[TASK TO COMPLETE]: Rewrite every line of the material below as a numbered list, skipping any blank lines.

[EXERCISE INPUTS]:
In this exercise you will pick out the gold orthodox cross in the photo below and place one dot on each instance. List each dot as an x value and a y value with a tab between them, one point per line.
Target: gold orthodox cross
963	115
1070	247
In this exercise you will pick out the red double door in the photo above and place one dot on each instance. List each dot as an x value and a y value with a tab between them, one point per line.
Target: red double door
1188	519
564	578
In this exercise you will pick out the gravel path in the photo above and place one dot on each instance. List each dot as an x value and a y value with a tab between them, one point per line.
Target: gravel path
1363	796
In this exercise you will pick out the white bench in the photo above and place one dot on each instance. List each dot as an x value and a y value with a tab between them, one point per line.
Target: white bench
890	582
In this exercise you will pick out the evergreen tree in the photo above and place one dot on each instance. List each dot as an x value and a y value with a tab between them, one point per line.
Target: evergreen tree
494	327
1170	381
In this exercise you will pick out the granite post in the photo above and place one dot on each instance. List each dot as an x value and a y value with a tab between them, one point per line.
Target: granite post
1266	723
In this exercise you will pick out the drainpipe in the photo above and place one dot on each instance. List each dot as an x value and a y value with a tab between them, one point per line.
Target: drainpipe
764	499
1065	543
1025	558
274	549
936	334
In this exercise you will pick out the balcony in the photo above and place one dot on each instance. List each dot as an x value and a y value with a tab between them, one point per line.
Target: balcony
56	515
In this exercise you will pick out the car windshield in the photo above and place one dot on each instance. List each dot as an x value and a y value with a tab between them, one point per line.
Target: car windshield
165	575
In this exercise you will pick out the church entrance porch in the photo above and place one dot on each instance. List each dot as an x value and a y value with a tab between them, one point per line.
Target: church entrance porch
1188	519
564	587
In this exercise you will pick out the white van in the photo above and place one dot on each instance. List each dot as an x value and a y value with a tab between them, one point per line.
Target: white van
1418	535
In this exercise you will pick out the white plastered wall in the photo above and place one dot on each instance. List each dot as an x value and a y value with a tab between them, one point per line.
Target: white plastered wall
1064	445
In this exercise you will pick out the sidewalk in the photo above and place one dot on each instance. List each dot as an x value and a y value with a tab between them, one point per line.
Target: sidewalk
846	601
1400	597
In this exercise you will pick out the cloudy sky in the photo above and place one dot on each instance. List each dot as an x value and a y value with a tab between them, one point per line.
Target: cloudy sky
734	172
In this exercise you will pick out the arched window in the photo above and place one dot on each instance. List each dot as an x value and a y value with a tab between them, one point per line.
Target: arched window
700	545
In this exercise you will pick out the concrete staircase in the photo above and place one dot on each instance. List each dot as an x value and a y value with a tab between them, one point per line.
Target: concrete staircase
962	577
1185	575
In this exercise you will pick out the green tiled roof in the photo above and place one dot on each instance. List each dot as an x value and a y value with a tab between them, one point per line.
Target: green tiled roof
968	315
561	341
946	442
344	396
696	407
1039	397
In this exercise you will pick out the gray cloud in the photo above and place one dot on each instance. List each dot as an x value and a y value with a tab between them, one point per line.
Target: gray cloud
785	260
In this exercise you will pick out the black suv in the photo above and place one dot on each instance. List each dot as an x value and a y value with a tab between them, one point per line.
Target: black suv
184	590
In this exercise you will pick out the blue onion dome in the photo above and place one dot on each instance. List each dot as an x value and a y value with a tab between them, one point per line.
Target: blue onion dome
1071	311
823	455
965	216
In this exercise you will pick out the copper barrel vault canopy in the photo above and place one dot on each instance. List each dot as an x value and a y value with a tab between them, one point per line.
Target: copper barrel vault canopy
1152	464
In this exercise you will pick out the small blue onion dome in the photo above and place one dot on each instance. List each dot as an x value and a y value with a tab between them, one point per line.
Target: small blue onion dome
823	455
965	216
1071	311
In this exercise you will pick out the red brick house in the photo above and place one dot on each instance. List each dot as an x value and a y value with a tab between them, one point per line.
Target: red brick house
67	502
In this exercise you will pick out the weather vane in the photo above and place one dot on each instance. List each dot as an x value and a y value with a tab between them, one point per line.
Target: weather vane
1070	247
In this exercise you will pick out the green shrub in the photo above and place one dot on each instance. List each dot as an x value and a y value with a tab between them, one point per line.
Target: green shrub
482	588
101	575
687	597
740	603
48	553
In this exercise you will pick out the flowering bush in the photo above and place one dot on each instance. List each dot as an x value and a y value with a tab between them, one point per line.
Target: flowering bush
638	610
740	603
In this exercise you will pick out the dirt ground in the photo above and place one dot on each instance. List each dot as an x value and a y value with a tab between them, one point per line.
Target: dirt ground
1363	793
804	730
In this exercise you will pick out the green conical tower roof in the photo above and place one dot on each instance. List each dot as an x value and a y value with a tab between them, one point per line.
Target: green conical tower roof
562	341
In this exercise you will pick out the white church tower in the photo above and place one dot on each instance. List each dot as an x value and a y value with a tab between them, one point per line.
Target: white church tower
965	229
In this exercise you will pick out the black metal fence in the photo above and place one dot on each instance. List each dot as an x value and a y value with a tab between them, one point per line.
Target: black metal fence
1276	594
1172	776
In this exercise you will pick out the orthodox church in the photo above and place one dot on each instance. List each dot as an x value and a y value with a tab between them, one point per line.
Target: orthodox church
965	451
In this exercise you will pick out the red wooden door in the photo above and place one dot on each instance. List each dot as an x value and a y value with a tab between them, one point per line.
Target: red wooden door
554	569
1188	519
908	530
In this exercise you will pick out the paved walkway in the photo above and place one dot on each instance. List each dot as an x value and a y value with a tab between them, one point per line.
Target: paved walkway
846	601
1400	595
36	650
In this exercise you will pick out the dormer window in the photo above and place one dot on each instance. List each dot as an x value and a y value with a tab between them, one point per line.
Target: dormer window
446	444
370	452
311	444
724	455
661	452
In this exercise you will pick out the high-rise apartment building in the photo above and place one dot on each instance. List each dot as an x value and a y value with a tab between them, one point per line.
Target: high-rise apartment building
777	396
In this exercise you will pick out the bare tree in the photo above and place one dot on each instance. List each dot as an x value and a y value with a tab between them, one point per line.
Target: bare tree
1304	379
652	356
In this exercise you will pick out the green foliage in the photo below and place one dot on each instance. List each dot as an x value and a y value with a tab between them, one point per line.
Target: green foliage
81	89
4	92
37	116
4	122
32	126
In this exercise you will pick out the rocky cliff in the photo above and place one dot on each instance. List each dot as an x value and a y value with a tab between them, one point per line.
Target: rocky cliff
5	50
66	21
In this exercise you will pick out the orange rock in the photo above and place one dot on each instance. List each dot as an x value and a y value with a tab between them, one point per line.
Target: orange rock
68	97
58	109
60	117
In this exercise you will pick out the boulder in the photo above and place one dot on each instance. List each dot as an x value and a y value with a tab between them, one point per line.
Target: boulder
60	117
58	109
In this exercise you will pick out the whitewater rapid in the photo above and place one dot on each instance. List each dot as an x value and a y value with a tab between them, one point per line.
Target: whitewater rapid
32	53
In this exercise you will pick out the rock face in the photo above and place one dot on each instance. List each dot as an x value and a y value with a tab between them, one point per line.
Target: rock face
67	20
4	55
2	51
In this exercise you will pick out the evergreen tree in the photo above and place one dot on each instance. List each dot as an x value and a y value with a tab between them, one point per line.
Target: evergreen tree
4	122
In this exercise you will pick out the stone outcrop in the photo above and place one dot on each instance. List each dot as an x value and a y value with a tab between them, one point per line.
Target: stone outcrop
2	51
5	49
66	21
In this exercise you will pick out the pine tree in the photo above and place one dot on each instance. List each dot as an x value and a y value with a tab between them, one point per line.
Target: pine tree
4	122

[WORKED ANSWER]:
1. In this exercise you will pick out the gold orthodox cross in the photo below and place one dot on each instance. List each dot as an x value and a y value with a tab between them, one point per line.
2. Target: gold orthodox cross
3. 963	115
4. 1070	247
5. In this exercise you will pick out the red double door in the photo above and place one dot on each instance. List each dot as an x value and a y value with a tab between them, one point per line.
6. Target: red double door
7. 1188	519
8. 564	578
9. In this exercise you will pick out the gravel path in the photo above and place one dot on each instance. List each dot as an x value and a y value with a tab between them, one point per line.
10. Target: gravel path
11. 1363	796
12. In this exercise you will pick out the white bench in the photo above and place one dot on each instance. List each dot as an x value and a y value with a tab between them, one point per line.
13. Target: white bench
14. 890	582
15. In this exercise you will pick out the evergreen tree in the photo above and place one dot on each instance. List each dot as an x value and a y value with a tab between them, one point per line.
16. Target: evergreen tree
17. 494	327
18. 1170	381
19. In this exercise you will pick out the granite post in the photo above and place one dot on each instance. List each dot as an x value and a y value with a tab between them, one point per line.
20. Target: granite post
21. 1266	723
22. In this exercise you will pick out the drainpipe in the photo above and place one dot on each instance. List each dot as an x value and a y value with a tab between them, one point per line.
23. Target: drainpipe
24. 764	499
25. 1065	543
26. 1025	558
27. 274	549
28. 936	334
29. In this exercise you will pick out the balcony in the photo above and place one dot on each instance. List each dot as an x value and a y value with a tab between them, one point per line.
30. Target: balcony
31. 56	515
32. In this exercise you will pick out the car windshield in the photo above and place one dot on each instance. List each dot as an x value and a y value with a tab between them, one point per line.
33. Target: car windshield
34. 165	575
35. In this exercise you will pick out the church entrance porch in the photo above and place one dot on each instance. List each dot as an x value and a y value with a tab between them, one point per line.
36. Target: church entrance porch
37. 1188	519
38. 564	587
39. In this exercise you will pick out the white van in the photo above and place one dot on each instance. List each dot as an x value and a y value with a tab between them, one point per line.
40. Target: white van
41. 1418	535
42. In this exercise you will pick out the white plastered wall in the photo above and place one dot on each instance. List each dot as an x value and a y value with a tab between them, one point per line.
43. Target: white plastered wall
44. 1064	445
45. In this exercise you will pick out the sidewalk in the photo above and place one dot on each instance. List each dot as an x value and a y value with a tab between them, one point per line.
46. Target: sidewalk
47. 846	601
48. 1400	597
49. In this exercise you will pick out the cloudy sky in the photo above and place one dot on each instance. List each dot as an x value and a y value with a tab between them, one point per line.
50. Target: cloudy sky
51. 734	172
52. In this exercise you will pick out the arched window in the photo above and place one dot on each instance. List each dot as an x value and a y value with a tab between them, one point per line.
53. Target: arched window
54. 700	545
55. In this exercise you will pick out the concrete staircase in the photo above and place one dot on each instance. List each dot as an x value and a y value with a tab between them, one point per line.
56. Target: concrete staircase
57. 962	577
58. 1185	575
59. In this exercise you will pick out the green tiled roof in the photo above and place one dot on each instance. List each dot as an x value and a y value with a tab between them, one point per line.
60. Target: green tiled roof
61. 968	315
62. 561	341
63. 946	442
64. 344	396
65. 696	407
66. 1039	397
67. In this exercise you will pick out the gray cloud in the photo above and place one dot on each instance. List each dot as an x value and a y value with a tab between them, one point per line.
68. Target: gray cloud
69. 785	260
70. In this exercise you will pick out the black suv in the photo above and place one dot on each instance. List each dot as an x value and a y value with a tab between them, one point per line.
71. Target: black suv
72. 184	590
73. In this exercise you will pick out the blue onion dome in the photo above and place one dot on each instance. List each dot as an x value and a y value with a tab between them, one point per line.
74. Target: blue onion dome
75. 1071	311
76. 823	455
77. 965	216
78. In this exercise you will pick out the copper barrel vault canopy in the photo above and place one dot on each instance. List each dot as an x value and a y value with a tab between them, one point per line.
79. Target: copper barrel vault canopy
80. 1152	464
81. In this exercise you will pick out the small blue onion dome in the photo above and place one dot on each instance. List each dot as an x value and a y value with a tab between them, one point per line.
82. Target: small blue onion dome
83. 823	455
84. 965	216
85. 1071	311
86. In this exercise you will pick out the red brick house in the photo above and place one dot on each instance. List each dot as an x value and a y value with a tab between them, one point per line.
87. Target: red brick house
88. 67	502
89. In this exercise you will pick out the weather vane in the photo above and place one dot on each instance. List each dot as an x value and a y value with a tab between them, one point per line.
90. Target: weather vane
91. 1070	247
92. In this exercise you will pick out the green shrub in the photo above and place one dot on each instance. List each dot as an x value and a y value with a tab between them, one point per line.
93. Target: green shrub
94. 482	588
95. 101	575
96. 687	597
97. 740	603
98. 48	553
99. In this exercise you will pick out the flowering bush in the photo above and place one dot on each instance. List each dot as an x value and a y value with a tab between them, one point per line.
100. Target: flowering bush
101. 638	610
102. 740	603
103. In this exercise you will pick out the dirt ground in the photo above and place one dot on each instance. List each dot as an x value and a y value with a tab between them, one point per line.
104. Target: dirt ground
105. 1363	793
106. 804	730
107. In this exercise you will pick out the green conical tower roof in the photo above and place one dot on each instance. List each dot as an x value and a y value with a tab between them, one point per line.
108. Target: green conical tower roof
109. 562	341
110. In this exercise you will pick out the white church tower in the photo above and place one dot on each instance. List each dot as an x value and a y value with a tab between them, one point per line.
111. Target: white church tower
112. 965	229
113. In this exercise you will pick out the black metal fence in the photo above and place one dot on each instance. List each dot as an x value and a y value with a tab between them, one point per line.
114. Target: black metal fence
115. 1276	594
116. 1172	776
117. In this exercise you will pick out the orthodox church in the photo above and place one dot on each instance. List each dot as an x value and a y value with a tab between them, one point per line.
118. Target: orthodox church
119. 965	451
120. In this exercise you will pick out the red wooden door in the photo above and place one dot on each instance. List each dot as an x value and a y value with a tab between them, one point per line.
121. Target: red wooden door
122. 554	569
123. 1188	519
124. 908	530
125. In this exercise you will pick out the paved walkway in the photo above and place one dot on each instance. List each dot as an x value and a y value with a tab between them, one point per line.
126. Target: paved walkway
127. 846	601
128. 1400	595
129. 36	650
130. In this exercise you will pick out the dormer window in the photo above and place one dot on each instance. List each dot as an x value and a y value with a tab between them, one point per line.
131. Target: dormer window
132. 446	444
133. 370	452
134. 311	444
135. 724	455
136. 661	452
137. In this exercise you will pick out the high-rise apartment building in the photo above and place one dot on each instance. List each dot as an x value and a y value with a tab between them, one point per line.
138. Target: high-rise apartment building
139. 777	396
140. In this exercise you will pick out the bare tree in the photo above and place one dot on each instance. List each dot as an x value and a y value with a tab between them, one point per line.
141. Target: bare tree
142. 1304	379
143. 652	356
144. In this exercise you will pick out the green foliage in the photo below and place one dot on each instance. List each dot as an x value and a y value with a tab between them, one point per line.
145. Target: green foliage
146. 81	89
147. 4	92
148. 37	116
149. 4	122
150. 32	126
151. In this exercise you will pick out the rocky cliff in the photo above and place one dot on each instance. List each dot as an x value and a y value with a tab between them, one point per line.
152. Target: rocky cliff
153. 5	50
154. 66	21
155. In this exercise you will pick out the orange rock in the photo above and place one dot on each instance. List each dot as an x value and a y value with a tab between them, one point per line.
156. Target: orange rock
157. 68	97
158. 58	109
159. 60	117
160. In this exercise you will pick out the boulder in the photo above and place one dot on each instance. List each dot as an x value and a y value with a tab between them, one point per line.
161. Target: boulder
162. 60	117
163. 58	109
164. In this exercise you will pick out the whitewater rapid in the photo above and place one dot on each instance. List each dot as an x value and a y value with a tab between them, one point per line.
165. Target: whitewater rapid
166. 32	53
167. In this exercise you will pick out the rock face in the photo above and place one dot on each instance. List each dot as an x value and a y value with a tab between them, one point per line.
168. Target: rock face
169. 67	20
170. 4	55
171. 2	51
172. In this exercise you will pick out the evergreen tree in the photo above and place one dot on each instance. List each dot as an x value and a y value with a tab between them, one point per line.
173. Target: evergreen tree
174. 4	122
175. In this exercise you will pick out the stone outcrop in the photo above and place one dot on each instance. List each dot as an x value and a y value with a tab between them, one point per line.
176. Target: stone outcrop
177. 2	51
178. 5	49
179. 66	21
180. In this exercise you will pick out the pine tree in the photo above and place one dot on each instance. List each dot as an x value and a y value with a tab between them, one point per line.
181. Target: pine tree
182. 4	122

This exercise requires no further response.